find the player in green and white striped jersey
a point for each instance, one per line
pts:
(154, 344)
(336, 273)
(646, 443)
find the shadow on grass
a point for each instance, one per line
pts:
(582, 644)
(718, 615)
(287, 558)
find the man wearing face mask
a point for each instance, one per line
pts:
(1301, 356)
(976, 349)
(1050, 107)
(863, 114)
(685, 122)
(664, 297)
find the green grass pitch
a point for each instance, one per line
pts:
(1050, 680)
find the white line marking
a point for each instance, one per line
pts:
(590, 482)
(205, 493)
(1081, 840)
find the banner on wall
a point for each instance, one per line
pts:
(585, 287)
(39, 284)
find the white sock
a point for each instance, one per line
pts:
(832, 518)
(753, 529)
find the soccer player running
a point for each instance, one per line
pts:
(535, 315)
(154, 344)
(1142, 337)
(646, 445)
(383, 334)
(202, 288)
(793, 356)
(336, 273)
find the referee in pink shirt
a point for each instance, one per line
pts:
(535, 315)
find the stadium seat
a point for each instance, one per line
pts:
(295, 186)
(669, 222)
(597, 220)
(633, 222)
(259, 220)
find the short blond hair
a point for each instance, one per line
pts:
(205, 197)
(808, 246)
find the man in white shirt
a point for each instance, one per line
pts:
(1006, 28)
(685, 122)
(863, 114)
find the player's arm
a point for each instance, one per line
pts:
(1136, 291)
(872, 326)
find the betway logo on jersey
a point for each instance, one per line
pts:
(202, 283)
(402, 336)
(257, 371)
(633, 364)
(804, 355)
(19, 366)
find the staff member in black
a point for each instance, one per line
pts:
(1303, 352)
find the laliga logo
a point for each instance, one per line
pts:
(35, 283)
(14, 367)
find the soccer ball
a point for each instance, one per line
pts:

» **YOUR GOAL**
Copy out all of the items above, changing every "a point for each instance, one per line" to "mark each instance with one point on its own line" and keeping everything else the same.

» **PROBLEM SOLUTION**
find the player in green and white striped jersey
mark each instance with one point on its own line
pts:
(154, 344)
(336, 273)
(646, 443)
find the shadow on grass
mark each instance with one point on its own line
pts:
(582, 644)
(718, 615)
(287, 558)
find the man wearing face mask
mark each instance with one point on its own line
pts:
(1301, 356)
(976, 349)
(1050, 107)
(863, 114)
(685, 122)
(664, 297)
find the green grass pitch
mark each instance with one point on its own line
pts:
(1050, 680)
find the white line marking
mark each instance with one point on its own line
pts:
(590, 482)
(205, 493)
(1081, 840)
find the banner on wall
mark each instance with one point on its own line
pts:
(585, 287)
(39, 284)
find the white sock
mark each instance with one point on its own line
pts:
(832, 518)
(753, 529)
find the soccer player running
mark each instance with one point on its own line
pts:
(535, 315)
(154, 344)
(1142, 337)
(646, 445)
(383, 334)
(202, 288)
(793, 356)
(336, 273)
find the referee in pink shirt
mark each instance with one point on its own line
pts:
(535, 315)
find the stadium seat
mark each instance with one point on its own line
pts:
(295, 186)
(669, 222)
(597, 220)
(633, 222)
(259, 220)
find the short blond hair
mark each instance with one point on its own line
pts:
(205, 197)
(808, 246)
find the man in white shirt
mark each instance with one point on its own line
pts:
(1006, 28)
(685, 122)
(863, 114)
find the player's arm
mark each instance with one point on its own line
pts:
(1136, 291)
(872, 326)
find the betway logo on jersey
mark each instance with one point on its own line
pts:
(202, 283)
(402, 336)
(257, 371)
(633, 364)
(804, 355)
(19, 366)
find the staff member in black
mark each instance with one point on its own line
pts:
(1303, 352)
find the laliga logo
mark each instance with one point on its own line
pts:
(35, 283)
(14, 367)
find the soccer ball
mark each instance with one point on its own line
pts:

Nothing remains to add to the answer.